■ SELECTED EXCERPT ■
++++++++++

Croatia—2010 Article IV Consultation Concluding Statement
May 12, 2010
Describes the preliminary findings of IMF staff at the conclusion of certain missions (official staff visits, in most cases to member countries). Missions are undertaken as part of regular (usually annual) consultations under Article IV of the IMF's Articles of Agreement, in the context of a request to use IMF resources (borrow from the IMF), as part of discussions of staff monitored programs, and as part of other staff reviews of economic developments.
I. Context—The impact of the global economic crisis
The global economic and financial crisis has significantly affected the Croatian economy. Reduced private capital inflows and external demand aggravated Croatia’s existing imbalances. With a large current account deficit, a high level of external debt, and significant balance sheet exposures to interest and exchange rate risks, market confidence in Croatia deteriorated sharply in early 2009. Financial asset prices collapsed, and sovereign spreads shot up.
The authorities moved swiftly to support macroeconomic and financial stability. The Croatian National Bank (CNB) appropriately addressed liquidity shortages in the banking sector through relaxation of regulatory requirements and repo auctions, while intermittent foreign exchange interventions alleviated pressures on the kuna. To offset the plunging revenues and contain the 2009 budget deficit to financeable levels, the authorities adopted three supplementary budgets with a number of short-term measures, including expenditure cuts, a wage and pension freeze, a VAT rate hike, and the introduction of a temporary “solidarity tax” on incomes and pensions. Nevertheless, the general government overall fiscal deficit widened to just under 4 percent of GDP (including the payment for a called guarantee of a public shipyard). Public debt increased to 35 percent of GDP or to 50 percent of GDP including the stock of government guarantees.
The strong policy response has helped improve financial market sentiment. The kuna has retracted its losses, official reserves have been replenished, and bond spreads have declined considerably. The authorities successfully tapped international capital markets twice in 2009. Liquidity pressures have abated as domestic deposits have been stable, while credit lines to domestic subsidiaries from foreign parent institutions have been maintained. Banks have weathered the crisis relatively well and have been able to maintain adequate capitalization, although credit quality has worsened significantly and profitability has declined, largely reflecting an increase in provisioning for nonperforming loans..
The economic downturn has nevertheless been severe. Private sector credit growth fell sharply as the uncertain macroeconomic environment lowered demand for new loans, and banks tightened underwriting standards. Exports plunged on the back of weak external demand, though the decline was more than offset by a reduction in imports. As a result, the current account deficit has nearly halved in 2009 to 5.2 percent of GDP. Real GDP fell by 5.8 percent in 2009, led by large drops in investment and private consumption. Registered unemployment rate increased sharply, reaching 17 percent. Headline inflation declined to 1 percent in March 2010, consistent with a significant negative output gap.

++++++++++

■ EXERCISE TASK 1 ■
Count the lines in the rows that contain the string "canopy", and give only the number.
■ EXERCISE TASK 2 ■
Continue the IMF statement on Croatia from its final sentence.
The IMF statement on Croatia and the rows have no connection to each other.

■ TASK DATA ■
++++++++++

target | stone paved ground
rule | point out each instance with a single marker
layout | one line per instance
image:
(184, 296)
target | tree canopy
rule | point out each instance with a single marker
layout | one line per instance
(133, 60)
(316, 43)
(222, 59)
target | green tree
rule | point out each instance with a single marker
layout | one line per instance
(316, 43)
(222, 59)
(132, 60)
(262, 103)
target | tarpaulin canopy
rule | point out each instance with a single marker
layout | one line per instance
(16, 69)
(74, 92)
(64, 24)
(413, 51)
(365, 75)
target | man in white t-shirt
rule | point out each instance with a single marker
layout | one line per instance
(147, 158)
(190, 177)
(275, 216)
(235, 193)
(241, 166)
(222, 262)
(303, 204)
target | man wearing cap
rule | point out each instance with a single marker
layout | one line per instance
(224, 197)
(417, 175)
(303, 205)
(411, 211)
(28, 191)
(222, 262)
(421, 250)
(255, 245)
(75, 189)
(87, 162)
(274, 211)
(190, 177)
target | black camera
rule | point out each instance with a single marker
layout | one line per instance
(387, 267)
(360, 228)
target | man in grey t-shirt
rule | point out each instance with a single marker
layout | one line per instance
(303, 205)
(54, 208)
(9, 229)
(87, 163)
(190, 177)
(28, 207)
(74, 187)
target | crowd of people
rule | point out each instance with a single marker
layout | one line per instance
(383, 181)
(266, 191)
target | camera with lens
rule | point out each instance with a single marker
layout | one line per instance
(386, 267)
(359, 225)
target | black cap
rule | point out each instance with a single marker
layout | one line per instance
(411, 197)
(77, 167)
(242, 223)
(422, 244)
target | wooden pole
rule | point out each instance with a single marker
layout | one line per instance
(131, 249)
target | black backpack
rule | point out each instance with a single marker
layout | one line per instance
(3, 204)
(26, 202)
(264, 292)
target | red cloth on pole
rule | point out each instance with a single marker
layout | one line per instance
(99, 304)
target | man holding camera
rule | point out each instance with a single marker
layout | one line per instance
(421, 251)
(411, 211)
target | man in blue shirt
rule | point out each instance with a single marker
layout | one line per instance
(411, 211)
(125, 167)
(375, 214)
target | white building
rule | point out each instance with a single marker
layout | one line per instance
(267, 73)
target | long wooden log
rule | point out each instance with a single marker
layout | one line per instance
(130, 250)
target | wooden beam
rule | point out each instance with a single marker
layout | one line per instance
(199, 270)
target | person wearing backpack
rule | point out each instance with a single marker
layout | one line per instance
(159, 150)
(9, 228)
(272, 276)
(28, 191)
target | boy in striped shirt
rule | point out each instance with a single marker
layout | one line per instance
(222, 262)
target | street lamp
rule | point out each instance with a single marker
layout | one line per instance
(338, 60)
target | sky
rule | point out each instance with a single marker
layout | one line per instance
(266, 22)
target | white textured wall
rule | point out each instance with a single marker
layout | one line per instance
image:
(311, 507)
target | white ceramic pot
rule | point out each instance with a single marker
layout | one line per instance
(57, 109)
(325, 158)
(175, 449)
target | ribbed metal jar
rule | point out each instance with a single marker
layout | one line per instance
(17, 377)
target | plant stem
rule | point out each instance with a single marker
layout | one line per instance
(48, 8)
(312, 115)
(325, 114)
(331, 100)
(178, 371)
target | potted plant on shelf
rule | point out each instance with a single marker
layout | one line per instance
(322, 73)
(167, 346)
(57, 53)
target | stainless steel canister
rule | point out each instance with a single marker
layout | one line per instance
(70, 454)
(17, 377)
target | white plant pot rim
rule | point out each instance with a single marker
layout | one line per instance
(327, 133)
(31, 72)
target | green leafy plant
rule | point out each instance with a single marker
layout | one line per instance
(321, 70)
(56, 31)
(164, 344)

++++++++++

■ EXERCISE OUTPUT 1 ■
2

■ EXERCISE OUTPUT 2 ■
II. Outlook—Fragile recovery with downside risks
Economic activity is expected to start improving in the second half of 2010. Performance indicators in the first months of this year remain mixed: while the fall in industrial production has stopped, the construction sector and retail services continue to contract. We expect private consumption and investment to be dampened by declining disposable income and profits, further increase in unemployment, weak credit conditions, and high private sector indebtedness. The recovery—mainly driven by net exports and inventories’ restocking—is thus likely to be fragile. Overall, we expect zero economic growth and average inflation of about 2 percent in 2010. The current account deficit is expected to remain broadly unchanged.
Risks to the near-term outlook are tilted to the downside. External vulnerabilities remain substantial, with a large stock of external debt and sizable external financing needs in 2010. So far the continued support of foreign parent banks has helped alleviate capital account pressures. However, Croatia remains vulnerable to general contagion risks from adverse market sentiment in the region, which could lead to the tightening of financial constraints. Against this background, liquidity conditions in the banking system warrant careful monitoring.
The sizable fiscal consolidation envisaged in the original 2010 budget appropriately addresses financing constraints and crowding out concerns, but will be challenging to achieve without additional expenditure measures. The planned changes in personal income taxation (PIT), the early withdrawal of the solidarity tax, and a somewhat weaker growth than previously envisaged will have negative impact on revenues. The mission thus projects the 2010 general government fiscal deficit to reach 3.6 percent of GDP. While the mission sees merit in the planned reduction in the PIT rates given that they are high relative to Croatia’s peers, limited fiscal space and large financing needs imply that expenditure consolidation and structural reforms should be pursued first. The public sector financing gap is expected to be substantial but manageable in light of the recent strong demand for government securities. However, financing is susceptible to exchange rate and rollover risks. Additional risks arise from the likely execution of government guarantees as well as possible revenue underperformance in the event of longer-than-expected recession.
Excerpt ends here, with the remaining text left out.